» TASKS
[A] Add 108 to every coordinate in the answer lists of the rows below, and write out again every line from the start of the rows up to and including the line with "[(751, 6), (53, 50)]". Leave the sample coordinate lists that show the format unchanged.
[B] Proceed with the forum thread on iptables, VDE and qemu-kvm networking, picking up right after its last sentence.

» PROVIDED TEXT
========
# IPTables VDE and qemu-kvm[SOLVED]

## jserink

Hi All:

i have a bit of a mental block in understanding something that i've got going on my machine.

Ok, my script to setup my VM looks like this:

vde_switch --numports 4 --mod 777 --group users --tap tap0 -x -d

ip addr add dev tap0 192.168.100.1/24 brd 192.168.100.255

ip link set dev tap0 up

echo "1" > /proc/sys/net/ipv4/ip_forward

dnsmasq --log-queries --interface=tap0

I then run this to start my windozeXP VM:

export SDL_VIDEO_X11_DGAMOUSE=0

export QEMU_AUDIO_DRV=alsa

kvm -boot c -hda /home/jserink/VMs/winxp1.img -cdrom /home/jserink/CDs/winxp.iso -m 1512 -usb -net nic,vlan=0,model=virtio,macaddr=52:54:00:00:EE:03 -net vde -localtime -no-quit -vga cirrus -name WorkXP -monitor telnet:127.0.0.1:12999,server,nowait,ipv4 &

/home/jserink/qemu/qgt-2005-03-02-19/host-linux 192.168.100.1 > /dev/null 2>&1 &

Internally, XP is configured for a static IP like this:

eth0 192.168.100.231/24

default route 192.168.100.1

dns 192.168.100.1

Now, I can ping the XP VM and tap0 from my machine and can ping my machine and the tap0 from the VM but from the VM i cannot ping anything beyong the machine. Iptables is off.

I then enter this:

iptables -t nat -A POSTROUTING -o eth0 -j MASQUERADE

iptables -A FORWARD -j ACCEPT

iptables -A INPUT -i tap0 -j ACCEPT

And it all starts to work.......

But, check this out:

jserinki7 linux # /etc/init.d/iptables status

 * status: stopped

Iptables is off. So how do iptables rules get something to work if iptables is off?

I'm really confused on this.

Cheers,

johnLast edited by jserink on Sat Oct 08, 2011 2:02 am; edited 1 time in total

----------

## jormartr

You can start vde manually, like you did, or with the managed way of /etc/init.d/vde start.

If you start it manually, the managed script does not know anything about the process, so it says it is stopped.

The same happens with iptables, with the diference that iptables is not a daemon running.

----------

## jserink

 *jormartr wrote:*   

> You can start vde manually, like you did, or with the managed way of /etc/init.d/vde start.
> 
> If you start it manually, the managed script does not know anything about the process, so it says it is stopped.
> 
> The same happens with iptables, with the diference that iptables is not a daemon running.

 

Ok, that makes sense.

Cheers,

John

----------

## eugen_mihailescu

 *jserink wrote:*   

> 
> 
> I then enter this:
> 
> iptables -t nat -A POSTROUTING -o eth0 -j MASQUERADE
> ...

 

In fact your iptables is never off, because the firewall is built in your kernel (or could be a module that is already loaded when kernel boot up).
========
» DATA FOR PROCESSING
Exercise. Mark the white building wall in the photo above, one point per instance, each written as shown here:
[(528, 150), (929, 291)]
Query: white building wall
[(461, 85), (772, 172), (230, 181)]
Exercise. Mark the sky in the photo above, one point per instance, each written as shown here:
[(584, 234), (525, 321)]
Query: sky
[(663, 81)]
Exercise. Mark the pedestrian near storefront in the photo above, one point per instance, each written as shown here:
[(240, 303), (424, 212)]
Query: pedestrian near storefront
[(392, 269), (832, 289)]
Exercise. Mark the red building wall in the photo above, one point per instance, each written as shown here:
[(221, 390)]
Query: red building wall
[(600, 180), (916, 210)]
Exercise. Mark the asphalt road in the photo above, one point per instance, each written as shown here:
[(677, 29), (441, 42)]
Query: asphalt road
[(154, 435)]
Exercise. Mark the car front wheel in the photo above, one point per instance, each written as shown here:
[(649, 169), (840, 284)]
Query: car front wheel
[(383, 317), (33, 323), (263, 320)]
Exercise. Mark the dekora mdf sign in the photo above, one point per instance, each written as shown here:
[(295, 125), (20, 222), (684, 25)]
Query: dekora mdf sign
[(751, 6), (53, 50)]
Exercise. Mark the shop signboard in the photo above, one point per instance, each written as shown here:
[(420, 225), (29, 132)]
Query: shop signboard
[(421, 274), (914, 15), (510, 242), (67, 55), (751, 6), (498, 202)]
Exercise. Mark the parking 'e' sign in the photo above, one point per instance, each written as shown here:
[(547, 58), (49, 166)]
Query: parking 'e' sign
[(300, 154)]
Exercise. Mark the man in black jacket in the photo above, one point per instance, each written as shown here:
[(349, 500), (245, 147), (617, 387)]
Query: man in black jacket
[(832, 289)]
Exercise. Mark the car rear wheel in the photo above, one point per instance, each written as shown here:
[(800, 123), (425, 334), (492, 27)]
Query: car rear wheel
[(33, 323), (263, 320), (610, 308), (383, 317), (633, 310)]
========
» THE RESPONSES
[A]
Exercise. Mark the white building wall in the photo above, one point per instance, each written as shown here:
[(528, 150), (929, 291)]
Query: white building wall
[(569, 193), (880, 280), (338, 289)]
Exercise. Mark the sky in the photo above, one point per instance, each written as shown here:
[(584, 234), (525, 321)]
Query: sky
[(771, 189)]
Exercise. Mark the pedestrian near storefront in the photo above, one point per instance, each written as shown here:
[(240, 303), (424, 212)]
Query: pedestrian near storefront
[(500, 377), (940, 397)]
Exercise. Mark the red building wall in the photo above, one point per instance, each written as shown here:
[(221, 390)]
Query: red building wall
[(708, 288), (1024, 318)]
Exercise. Mark the asphalt road in the photo above, one point per instance, each written as shown here:
[(677, 29), (441, 42)]
Query: asphalt road
[(262, 543)]
Exercise. Mark the car front wheel in the photo above, one point per instance, each written as shown here:
[(649, 169), (840, 284)]
Query: car front wheel
[(491, 425), (141, 431), (371, 428)]
Exercise. Mark the dekora mdf sign in the photo above, one point per instance, each written as shown here:
[(295, 125), (20, 222), (684, 25)]
Query: dekora mdf sign
[(859, 114), (161, 158)]

[B]
What is off it's just a /etc/init.d/iptables daemon (kind of script which runs in background) that simply load/initialize the filter/nat tables (when you start it) of your firewall with some rules from a predefined script or from a saved version of iptables.

Based on your configuration when you start the /etc/init.d/iptables daemon this will search for a /var/lib/iptables/rules-save file (or somthing like that) and then will run a iptables-restore utilities that will read all the rules saved in the /var/lib/iptables/rules-save and will load to filter/nat tables of your iptables.

Also, the same daemon is configured (by default) in that way such when you stop it it will run a iptables-save utility which drop to /var/lib/iptables/rules-save all firewall rules which exists in nat/filter table of your kernel's firewall.

So, to answer to your question:

when you stopped the iptables daemon in fact you unload all the firewall rules that was loaded when daemon started (perhaps rules defined by you on the fly and saved to disk when daemon is stopped); so that's why your toy wasn't worked anymore with iptables daemon off because there was no rule to help you filter/nat the stuff

later you have added again in kernel firewall the nat/filter rules (see those 3 iptables command above in the quote) so you have instructed the firewall how to do the nat/filtering

/etc/init.d/iptables daemon is just a tool designed to load/unload some rules in your kernel firewall so that your firewall will be not empty-rule (if no rule is defined/loaded firewall ACCEPT everything by default)

I am far from being an expert in firewall/security, I am just a newbie but this is my understanding regarding the Linux iptables/firewall implementation.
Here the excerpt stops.